WORK TO DO ▸ Will you output all of the data below exactly, omitting the images?

PROVIDED RECORDS ▸
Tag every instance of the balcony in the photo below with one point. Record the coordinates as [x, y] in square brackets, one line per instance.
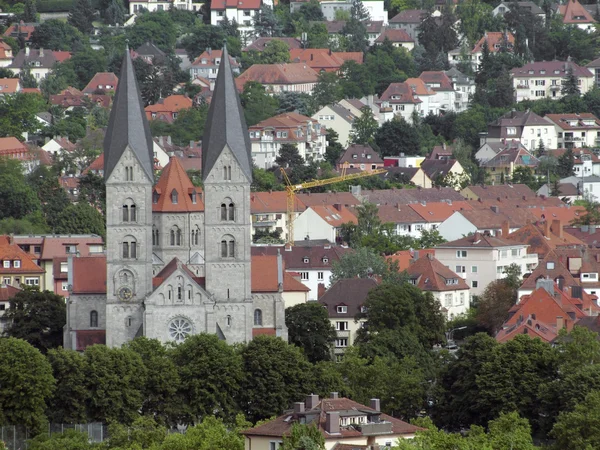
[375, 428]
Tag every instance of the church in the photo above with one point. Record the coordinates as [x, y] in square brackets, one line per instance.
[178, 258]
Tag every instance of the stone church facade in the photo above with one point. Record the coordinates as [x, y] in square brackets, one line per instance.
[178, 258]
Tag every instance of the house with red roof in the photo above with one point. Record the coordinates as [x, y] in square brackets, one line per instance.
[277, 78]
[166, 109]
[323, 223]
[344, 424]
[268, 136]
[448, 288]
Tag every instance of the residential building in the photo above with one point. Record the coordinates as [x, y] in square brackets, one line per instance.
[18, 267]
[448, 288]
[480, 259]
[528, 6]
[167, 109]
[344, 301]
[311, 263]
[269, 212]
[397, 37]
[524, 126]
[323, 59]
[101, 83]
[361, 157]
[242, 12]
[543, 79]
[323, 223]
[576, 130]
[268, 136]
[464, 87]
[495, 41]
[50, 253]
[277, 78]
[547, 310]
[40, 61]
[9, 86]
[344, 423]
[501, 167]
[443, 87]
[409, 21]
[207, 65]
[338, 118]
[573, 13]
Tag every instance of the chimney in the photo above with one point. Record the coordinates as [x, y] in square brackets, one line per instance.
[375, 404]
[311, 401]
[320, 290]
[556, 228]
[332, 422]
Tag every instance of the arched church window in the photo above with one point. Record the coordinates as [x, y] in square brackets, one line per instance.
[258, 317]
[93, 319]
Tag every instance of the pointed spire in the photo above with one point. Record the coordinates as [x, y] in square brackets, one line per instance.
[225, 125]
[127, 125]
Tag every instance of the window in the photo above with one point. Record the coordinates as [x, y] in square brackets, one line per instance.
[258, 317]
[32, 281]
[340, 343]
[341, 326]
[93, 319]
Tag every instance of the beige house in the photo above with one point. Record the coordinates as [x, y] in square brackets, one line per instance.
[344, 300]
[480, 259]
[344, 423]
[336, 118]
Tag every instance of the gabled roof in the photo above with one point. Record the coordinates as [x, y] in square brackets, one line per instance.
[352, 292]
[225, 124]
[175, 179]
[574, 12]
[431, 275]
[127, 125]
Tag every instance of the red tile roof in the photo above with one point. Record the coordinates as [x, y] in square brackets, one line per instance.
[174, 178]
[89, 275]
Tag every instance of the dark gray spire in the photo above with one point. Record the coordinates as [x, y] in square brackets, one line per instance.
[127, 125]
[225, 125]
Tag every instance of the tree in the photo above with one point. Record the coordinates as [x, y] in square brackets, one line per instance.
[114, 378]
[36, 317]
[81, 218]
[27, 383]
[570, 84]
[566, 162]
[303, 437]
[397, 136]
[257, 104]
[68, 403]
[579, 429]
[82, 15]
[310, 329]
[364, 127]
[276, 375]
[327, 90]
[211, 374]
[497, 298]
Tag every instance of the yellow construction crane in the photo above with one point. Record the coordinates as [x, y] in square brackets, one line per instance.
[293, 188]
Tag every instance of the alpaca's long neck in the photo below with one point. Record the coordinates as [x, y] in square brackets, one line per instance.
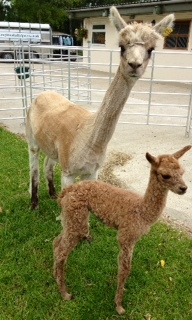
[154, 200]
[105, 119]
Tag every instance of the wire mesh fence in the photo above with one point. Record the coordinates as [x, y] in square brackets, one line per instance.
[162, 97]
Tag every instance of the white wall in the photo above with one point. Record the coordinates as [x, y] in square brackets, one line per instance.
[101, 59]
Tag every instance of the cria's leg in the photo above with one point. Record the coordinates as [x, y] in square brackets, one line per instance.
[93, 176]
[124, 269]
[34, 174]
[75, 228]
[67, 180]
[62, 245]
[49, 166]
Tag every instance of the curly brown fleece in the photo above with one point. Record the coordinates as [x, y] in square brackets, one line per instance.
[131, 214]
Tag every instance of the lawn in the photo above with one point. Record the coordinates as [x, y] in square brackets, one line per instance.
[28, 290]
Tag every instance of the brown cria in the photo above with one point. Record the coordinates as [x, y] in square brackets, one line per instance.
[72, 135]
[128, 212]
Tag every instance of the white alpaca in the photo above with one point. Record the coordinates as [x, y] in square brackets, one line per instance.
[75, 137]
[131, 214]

EXERCISE RESULT ▸
Tag every instance of the balcony in the photo below with one point. Record the coordinates as [x, y] in square brackets, one line per instance.
[375, 428]
Tag every instance of the church in the photo above with one point. Record the coordinates as [x, y] in square brackets, one line per instance.
[178, 258]
Tag every instance of the stone church facade in the photo above with one point. Record the coordinates as [x, y] in square brackets, one line per instance.
[178, 258]
Tag every instance of the house with red roof in the photo above with one point. Record the coordinates as [x, y] in square brackets, one line per instance.
[277, 78]
[166, 109]
[323, 223]
[344, 424]
[268, 136]
[448, 288]
Tag every instance of the residential building in the photo above with one point. Record the coordinates as [x, y] in square brackets, one line per instance.
[18, 267]
[448, 288]
[480, 259]
[528, 6]
[167, 109]
[344, 301]
[311, 263]
[269, 212]
[397, 37]
[524, 126]
[323, 59]
[101, 83]
[361, 157]
[242, 12]
[543, 79]
[323, 223]
[576, 130]
[268, 136]
[464, 87]
[495, 41]
[50, 253]
[277, 78]
[547, 310]
[40, 61]
[9, 86]
[344, 423]
[501, 167]
[443, 87]
[409, 21]
[207, 65]
[338, 118]
[573, 13]
Tag every instance of the chimney in the photo above with one point. Record the coordinates as [x, y] in square brackets, one line per instance.
[375, 404]
[311, 401]
[320, 290]
[556, 228]
[332, 422]
Tag every instance of the arched church window in the photo above with one point. Record the coordinates as [x, y] in square brackets, one line per instance.
[258, 317]
[93, 319]
Tag every instance of the pointed spire in the photo above with one point. Record the coordinates as [x, y] in square brackets, one line per instance.
[225, 125]
[127, 125]
Tag every instance of the window in the photo above with one point. Record the coordinates as [x, y] in square brackets, one line per instance.
[258, 317]
[32, 281]
[340, 343]
[341, 326]
[93, 319]
Tag every instance of the beige house in the photo above with one point. Record the coordinates as [x, y] in square brackets, one line per instance.
[344, 300]
[480, 259]
[344, 423]
[336, 118]
Tag every instance of the gabled roof in the photo above with one point. Record the coordinates as [x, y] in square brackets, one line per instance.
[352, 292]
[225, 124]
[175, 179]
[574, 12]
[431, 275]
[127, 125]
Tag every instance of the red tile roof in the photo above with one point. Record the coordinates as [x, y] in square brackets, one line per instance.
[174, 178]
[89, 275]
Tag every instance of the dark gray spire in the photo above with one point. Record the coordinates as [x, y] in square brackets, one line per instance.
[127, 125]
[225, 125]
Tag every instance of the tree in the photo above with one point. Record the coordinates as [x, y] in square brackets, one line per instance.
[114, 378]
[36, 317]
[81, 218]
[27, 383]
[570, 84]
[566, 162]
[303, 437]
[397, 136]
[257, 104]
[68, 403]
[579, 429]
[82, 15]
[310, 329]
[364, 127]
[276, 375]
[327, 90]
[211, 374]
[497, 298]
Tag every instance of the yellow construction crane in the photo above with one point. Record the coordinates as [x, y] in square brackets, one line per instance.
[293, 188]
Tag every instance of the alpaca's long neck in the photo below with one point. Record the coordinates as [x, y] in square brackets, one line per instance.
[154, 200]
[105, 119]
Tag every instance of the wire mesh fence in the photo above with one point. Record the coordinates as [x, y] in square brackets, one line per instance.
[162, 97]
Tag every instance of the white wall in the photo above with one point. Record the coordinates as [x, y] in square brackets, one line per instance.
[101, 59]
Tag every instance of the cria's leg in the photo above with one point. Record the coordinates as [x, y] in square brackets, one line per instance.
[93, 176]
[124, 269]
[34, 174]
[75, 228]
[67, 180]
[62, 245]
[49, 166]
Tag every instance of the curly brown fleece in the photo above with one point. Record the coordinates as [x, y] in square brackets, one line per instance.
[131, 214]
Tag every instance of the lawn in the photo above with one point. Record the coordinates as [x, y] in square brackets, one line per instance.
[28, 290]
Tag every instance of the brown cria in the photo above with one point. Record the coordinates as [x, y] in square brackets, one line per instance.
[72, 135]
[128, 212]
Tag every instance of the white alpaca in the photo above with one point. Record the coordinates as [x, y] in square brackets, one line per instance.
[75, 137]
[131, 214]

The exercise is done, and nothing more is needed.